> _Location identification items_
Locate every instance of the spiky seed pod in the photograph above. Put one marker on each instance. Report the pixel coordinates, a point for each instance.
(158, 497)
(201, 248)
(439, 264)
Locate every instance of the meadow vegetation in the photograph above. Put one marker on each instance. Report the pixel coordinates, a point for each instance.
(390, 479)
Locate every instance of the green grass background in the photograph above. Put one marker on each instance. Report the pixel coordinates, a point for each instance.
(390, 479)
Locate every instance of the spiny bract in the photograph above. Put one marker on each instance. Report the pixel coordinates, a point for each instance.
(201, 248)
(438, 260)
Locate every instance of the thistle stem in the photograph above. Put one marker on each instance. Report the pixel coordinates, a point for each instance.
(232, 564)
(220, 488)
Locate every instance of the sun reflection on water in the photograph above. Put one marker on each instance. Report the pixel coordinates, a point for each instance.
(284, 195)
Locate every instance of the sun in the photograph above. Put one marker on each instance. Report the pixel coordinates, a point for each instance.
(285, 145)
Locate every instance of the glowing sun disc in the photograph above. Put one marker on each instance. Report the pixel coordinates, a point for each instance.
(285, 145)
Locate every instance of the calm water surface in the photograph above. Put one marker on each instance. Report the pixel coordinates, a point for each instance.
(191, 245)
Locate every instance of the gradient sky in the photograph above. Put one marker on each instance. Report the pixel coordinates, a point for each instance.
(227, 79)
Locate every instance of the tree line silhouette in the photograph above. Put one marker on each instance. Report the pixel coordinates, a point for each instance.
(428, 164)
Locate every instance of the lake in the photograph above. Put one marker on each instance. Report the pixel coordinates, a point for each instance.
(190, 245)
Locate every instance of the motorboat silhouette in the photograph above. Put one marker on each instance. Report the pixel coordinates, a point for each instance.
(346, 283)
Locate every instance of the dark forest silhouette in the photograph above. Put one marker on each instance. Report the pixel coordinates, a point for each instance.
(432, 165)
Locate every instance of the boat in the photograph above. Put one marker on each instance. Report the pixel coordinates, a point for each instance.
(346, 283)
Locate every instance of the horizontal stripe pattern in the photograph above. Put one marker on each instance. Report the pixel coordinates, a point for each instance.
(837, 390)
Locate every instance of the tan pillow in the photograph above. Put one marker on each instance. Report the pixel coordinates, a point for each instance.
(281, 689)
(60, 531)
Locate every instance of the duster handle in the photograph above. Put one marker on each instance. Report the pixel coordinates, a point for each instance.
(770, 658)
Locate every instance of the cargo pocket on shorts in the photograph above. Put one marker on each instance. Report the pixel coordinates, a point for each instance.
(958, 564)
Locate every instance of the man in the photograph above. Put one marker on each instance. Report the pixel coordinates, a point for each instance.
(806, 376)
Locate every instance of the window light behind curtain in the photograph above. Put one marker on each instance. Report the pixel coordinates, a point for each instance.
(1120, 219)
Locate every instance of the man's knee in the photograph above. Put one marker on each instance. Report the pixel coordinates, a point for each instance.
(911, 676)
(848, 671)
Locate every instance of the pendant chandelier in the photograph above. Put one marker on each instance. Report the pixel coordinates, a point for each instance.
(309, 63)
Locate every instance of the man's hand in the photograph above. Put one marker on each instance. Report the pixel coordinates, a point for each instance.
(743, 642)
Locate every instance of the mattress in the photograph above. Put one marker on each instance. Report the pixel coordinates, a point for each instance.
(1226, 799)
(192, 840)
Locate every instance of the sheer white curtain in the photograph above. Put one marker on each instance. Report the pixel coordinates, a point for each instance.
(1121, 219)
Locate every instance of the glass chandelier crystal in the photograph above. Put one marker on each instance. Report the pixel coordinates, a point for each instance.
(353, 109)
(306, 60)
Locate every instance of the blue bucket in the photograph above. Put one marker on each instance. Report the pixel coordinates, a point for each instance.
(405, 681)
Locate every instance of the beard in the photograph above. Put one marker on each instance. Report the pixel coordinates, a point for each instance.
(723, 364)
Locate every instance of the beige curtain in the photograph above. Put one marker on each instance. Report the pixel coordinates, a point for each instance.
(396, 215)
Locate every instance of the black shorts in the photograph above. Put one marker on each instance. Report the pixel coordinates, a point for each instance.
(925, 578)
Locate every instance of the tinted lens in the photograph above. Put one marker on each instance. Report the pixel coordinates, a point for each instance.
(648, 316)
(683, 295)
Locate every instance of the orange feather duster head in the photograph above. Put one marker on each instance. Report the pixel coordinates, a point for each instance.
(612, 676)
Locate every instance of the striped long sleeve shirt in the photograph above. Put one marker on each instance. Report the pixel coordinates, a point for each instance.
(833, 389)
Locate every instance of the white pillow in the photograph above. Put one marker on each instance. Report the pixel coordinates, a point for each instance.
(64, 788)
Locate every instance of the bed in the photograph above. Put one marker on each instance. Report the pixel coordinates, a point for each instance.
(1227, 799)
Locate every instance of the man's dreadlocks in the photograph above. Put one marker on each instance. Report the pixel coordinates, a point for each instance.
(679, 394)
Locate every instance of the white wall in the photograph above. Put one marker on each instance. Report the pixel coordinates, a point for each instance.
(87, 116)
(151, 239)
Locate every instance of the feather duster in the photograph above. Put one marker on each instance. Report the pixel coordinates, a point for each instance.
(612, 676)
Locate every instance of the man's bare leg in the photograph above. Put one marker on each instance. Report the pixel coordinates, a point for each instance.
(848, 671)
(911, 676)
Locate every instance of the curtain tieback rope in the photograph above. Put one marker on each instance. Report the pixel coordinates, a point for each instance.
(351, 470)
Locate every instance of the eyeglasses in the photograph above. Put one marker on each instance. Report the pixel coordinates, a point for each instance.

> _To be done_
Repeat every record, keeping each word and mark exactly as it is.

> _Final result_
Locate every instance of the spiky seed pod in the photograph above. Put one marker on each instance. Report the pixel coordinates, a point for each instance.
(158, 497)
(201, 248)
(439, 264)
Locate every instance of the meadow vegetation in the photograph above. Put one marker on each instance. Report the pixel coordinates, a point for each instance.
(390, 479)
Locate every instance of the green grass background in the photograph above. Put one marker on each instance. Report the pixel coordinates, a point for each instance.
(390, 479)
Locate every instance of the spiny bract in the photograph above. Put one marker on each instance. Report the pixel coordinates, a point for each instance.
(201, 248)
(438, 260)
Locate every instance of the thistle stem in the photograph above. Put one marker on each instance. Report the pixel coordinates, a point for each instance.
(232, 564)
(220, 488)
Locate every instance of the sun reflection on water in the photograph above. Put one marker on each instance. Report the pixel coordinates, a point for each instance.
(284, 195)
Locate every instance of the sun in the photograph above. Put one marker on each instance. Report the pixel coordinates, a point for each instance.
(285, 145)
Locate every instance of the glowing sun disc in the photograph above. Put one marker on each instance. Report the pixel coordinates, a point for each instance.
(285, 145)
Locate every instance of the calm water surface in the photograph above. Put one marker on each instance. Report the pixel coordinates, a point for each instance.
(191, 245)
Locate every instance of the gradient sky in the photograph above. Put one marker on each instance. Report the pixel coordinates, a point for each instance.
(227, 79)
Locate every instance of the tree line silhouette in the photograph above. Put one marker on each instance. Report the pixel coordinates, a point for each instance.
(428, 164)
Locate every instance of the lake in the photograph above. Put one marker on each instance. Report the pixel coordinates, a point for each instance.
(190, 245)
Locate every instance of the motorboat silhouette in the photograph above. Put one marker on each instance. Report the pixel coordinates, a point for each instance.
(346, 283)
Locate every instance of the dark forest silhouette in the photograph above. Put one marker on each instance. Report the pixel coordinates, a point for each instance.
(432, 165)
Locate every instance of the boat in the photograph above. Put one marker on each instance. Report the pixel coordinates, a point for each instance.
(346, 283)
Locate every instance of the horizontal stripe pattern in the photograph above. Put one marker on each instance. Report the pixel coordinates, a point for each instance.
(837, 390)
Locate every instance of the tan pillow in the photograph above. Put one marker on each instance. Report the pixel coordinates, a point for each instance.
(281, 689)
(60, 531)
Locate every instance of the duster handle in the photograph above. Put one marker on each instance. Report the pixel coordinates, a point for each instance.
(770, 658)
Locate every instance of the cargo pocket on shorts in the photograph above. Put one marker on each instance. Report the pixel coordinates, a point for each instance.
(958, 564)
Locate every instance of the man in the photograph above. Put one marker on each instance. Report the pixel coordinates, a point for each instance.
(806, 376)
Locate every instance of the window light behind curtain in the photograph above. Put one marker on each instance. Report the pixel coordinates, a point for each instance.
(1120, 219)
Locate every instance of the man's knee in the photograph above. Put one marker on each instance. Report the pixel coordinates, a point for each instance.
(911, 676)
(848, 671)
Locate every instance of the pendant chandelier in the photograph above. Put one marker on each instance. Report the pixel coordinates, a point for each instance.
(309, 63)
Locate every instance of the man's hand in the photograph above. Put one marker on each instance. Report the pixel coordinates, a point for each instance.
(743, 642)
Locate every instance of the mattress in the photograph above. Put one marker on each instance. Report the pixel coordinates, a point for each instance.
(1226, 799)
(192, 840)
Locate every instance of the sheer white curtain in the photograph above. Put one marker on each instance. Report the pixel coordinates, a point for each instance.
(1121, 219)
Locate every instance of the glass chandelier crystal in the photograph above. Put one marker on each instance. Report the pixel coordinates, a point for each instance.
(353, 109)
(306, 60)
Locate every instance of the blue bucket in the photograph above. Put one marker on each instance. Report the pixel coordinates, a point for each instance.
(405, 681)
Locate every instance of the beard in the photograph above. Put one marker on each instance. Report the pixel coordinates, a point for each instance.
(723, 364)
Locate every instance of the beige curtain in the photograph above. Put one marker on each instance. Report the pixel coordinates, a point for each instance.
(396, 215)
Locate every instance of the black shorts in the photograph above. Put one marker on each instance. Report the pixel coordinates, a point for each instance.
(925, 578)
Locate every instance of the tinted lens in the photograph above. Put one marker on each instance. Report the pixel coordinates, a point for each instance.
(648, 316)
(683, 295)
Locate every instance of the orange feather duster head in the photograph above. Put one marker on each instance. Report the pixel coordinates, a point for each instance.
(612, 676)
Locate every instance of the striped long sleeve shirt in the photograph above. Put one marker on each instance. Report the pixel coordinates, a point for each instance.
(833, 389)
Locate every instance of the white pillow in the photograph above. Put one marker on each instance. Report the pixel coordinates, a point for each instance.
(64, 788)
Locate every instance of the bed in the photograph above. Put one marker on each instance. Report the pixel coordinates, a point for each instance.
(1227, 799)
Locate every instance of the man's dreadlocks in the photograph above. Put one marker on each instance. Report the pixel coordinates, a point for each instance.
(679, 394)
Locate every instance of the white wall in the photograph above. Put one marker on each instance. Report the pixel coordinates, a point for each instance.
(87, 116)
(151, 239)
Locate every instance of the feather duster in the photograph above. Put one marker on each instance. Report the pixel coordinates, a point for each instance.
(612, 676)
Locate every instance of the man's bare leg in the photograph above. Put one marker on each instance. Report the pixel coordinates, a point for each instance.
(848, 671)
(911, 676)
Locate every instance of the curtain tieback rope in the photograph above. Put one marker on each instance. Report the pixel coordinates, a point for each instance.
(351, 470)
Locate every instance of the eyeglasses in the photograph above. Put one marker on each instance. Report the pixel coordinates, a point for each instance.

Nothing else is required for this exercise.